— Document —
□ □ □

Wednesday, June 27, 2007

My Encounters with Rock Stars

I was thinking about this the other day, and i've had some cool encounters with rock stars. Three to be precise. Incubus, Greenday, and HIM.

I met Incubus back in 2004 (WAY TO FREAKING LONG AGO). I won backstage passes in their MYF auction (put me 240 bucks in the hole but it was so worth it). And we got to meet before the show so that was nice because they weren't exhausted and sweaty and anxious to leave. My friend Breezy came with me, and man it was freaking awesome.
First of all, they are your typical boys. Funny, childish, you know the drill. Their drummer, Jose, complimented me on my name and signed my autograph with "NICE MARY! JOSE!" and he wrote shit on breezy's because i think he spelled her name wrong or something.
you can see already that our autograph pages are really, really interesting.
When i met brandon i thought i was going to defecate myself, but i somehow held it in and we had a nice conversation about art. I think Mikey was either drunk or high when he was there and was drawing pictures on everyone's autograph. I got Saturn. complete with rings.
After that was done we all just kind of wandered around, mingling with other fans and the band. Then someone got a ball out and started playing dodgeball, and i had the privilege of hearing brandon, my idol, scream like a girl and get smacked with a ball. It was thoroughly entertaining.
And Jose tackled me. Which was exciting. Like tackle tackle. we woulda been on the floor if he hadn't pulled me back.
I had this nice conversation with Mikey, he's like an inch taller than me (i'm 5'3) so it was so cute! he had the biggest pile of curls.
We all had a really nice time. I was really impressed with them. I mean, when we all said goodbye, Brandon actually had the decency to remember i was going to art school and said "good luck, i hope i see your art in museums someday"
i mean, who remembers that? it was just a really nice gesture. That was definitely one of the top 5 experiences of my life.

□ □ □

— Dataset extract —

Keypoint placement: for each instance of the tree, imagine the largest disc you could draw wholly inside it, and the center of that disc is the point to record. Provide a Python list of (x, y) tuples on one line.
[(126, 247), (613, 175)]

□ □ □

— Exercise task 1 —
Rewrite the stretch of the rock-star post from "you can see" through "pulled me back.", replacing "dodgeball" with "tag".
— Exercise task 2 —
Answer these questions about the rock-star post:
(a) In what year did the writer meet Incubus?
(b) How much money did the backstage passes put the writer in the hole?
(c) What did Mikey draw on the writer's autograph?
The data is separate from the rock-star post.

— Task output 1 —
you can see already that our autograph pages are really, really interesting.
When i met brandon i thought i was going to defecate myself, but i somehow held it in and we had a nice conversation about art. I think Mikey was either drunk or high when he was there and was drawing pictures on everyone's autograph. I got Saturn. complete with rings.
After that was done we all just kind of wandered around, mingling with other fans and the band. Then someone got a ball out and started playing tag, and i had the privilege of hearing brandon, my idol, scream like a girl and get smacked with a ball. It was thoroughly entertaining.
And Jose tackled me. Which was exciting. Like tackle tackle. we woulda been on the floor if he hadn't pulled me back.

— Task output 2 —
(a) 2004
(b) 240 bucks
(c) Saturn, complete with rings